### TEXT EXCERPT
*-*-*

Development Directors Must Manage Up
Does your organization have an Executive Director or a CEO without significant development experience prior to becoming the lead professional? It is often the case that an Executive Director is hired for a leadership position based on a diverse set of skills which may or may not include development experience.
Development Directors can find themselves in a difficult situation if they are supervised by a professional who knows little about the field of development. In the best case scenario, your Executive Director is a highly relational person and is excited to tackle the responsibility of being the lead fundraiser for your organization. Yes, you read that correctly, no matter how many development professionals you have on your staff, the Executive Director is the lead fundraiser for the organization. So what do you do when your Executive Director doesn’t know how or where to start?
Here are five tips for every Development Director who needs to guide their Executive Director in executing on development strategies. Even though the Director of Development reports to the Executive Director, the Development Director must manage up. By manage up, we mean that the Development professional directs their Executive Director on how to spend her time and with whom.
- Donor Stewardship: Make sure your Executive Director knows and can recognize by face your top 25 donors. She should be able to see them, know their family background, what they are most passionate about at your organization and their giving history.

*-*-*

### WHAT IS BEING ASKED
In the article on Development Directors managing up, write out the passage from "- Donor Stewardship: Make" up to and including "their giving history.".

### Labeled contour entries

*-*-*

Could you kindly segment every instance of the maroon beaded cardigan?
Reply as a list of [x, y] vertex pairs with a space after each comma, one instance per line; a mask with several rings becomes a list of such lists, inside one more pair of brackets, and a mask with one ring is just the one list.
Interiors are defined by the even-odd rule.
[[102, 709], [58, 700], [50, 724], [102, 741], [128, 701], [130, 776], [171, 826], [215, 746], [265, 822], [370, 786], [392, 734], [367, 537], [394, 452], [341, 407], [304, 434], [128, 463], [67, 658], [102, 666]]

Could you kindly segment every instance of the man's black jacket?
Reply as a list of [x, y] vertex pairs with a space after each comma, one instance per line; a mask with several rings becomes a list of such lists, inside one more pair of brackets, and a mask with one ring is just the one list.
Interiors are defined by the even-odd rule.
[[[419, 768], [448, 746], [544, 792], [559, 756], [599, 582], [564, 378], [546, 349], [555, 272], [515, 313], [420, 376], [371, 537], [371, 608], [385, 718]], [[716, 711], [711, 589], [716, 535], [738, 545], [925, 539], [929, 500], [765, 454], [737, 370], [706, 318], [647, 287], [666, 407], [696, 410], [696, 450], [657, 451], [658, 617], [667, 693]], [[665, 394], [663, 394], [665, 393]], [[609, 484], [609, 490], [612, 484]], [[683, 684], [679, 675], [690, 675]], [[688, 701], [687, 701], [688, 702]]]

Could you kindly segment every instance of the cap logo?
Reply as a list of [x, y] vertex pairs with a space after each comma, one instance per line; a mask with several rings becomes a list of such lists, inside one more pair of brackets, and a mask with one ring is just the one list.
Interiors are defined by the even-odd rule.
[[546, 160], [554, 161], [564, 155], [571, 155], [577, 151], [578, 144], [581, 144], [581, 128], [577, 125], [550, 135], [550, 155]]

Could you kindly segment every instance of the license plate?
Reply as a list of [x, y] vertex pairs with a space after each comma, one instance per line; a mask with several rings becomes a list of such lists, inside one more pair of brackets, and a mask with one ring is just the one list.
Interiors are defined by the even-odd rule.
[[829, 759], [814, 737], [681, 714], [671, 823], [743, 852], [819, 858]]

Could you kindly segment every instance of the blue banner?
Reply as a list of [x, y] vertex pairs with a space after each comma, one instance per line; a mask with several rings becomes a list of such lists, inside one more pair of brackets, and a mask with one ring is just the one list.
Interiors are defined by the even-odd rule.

*-*-*

### THE COMPLETED TASK
- Donor Stewardship: Make sure your Executive Director knows and can recognize by face your top 25 donors. She should be able to see them, know their family background, what they are most passionate about at your organization and their giving history.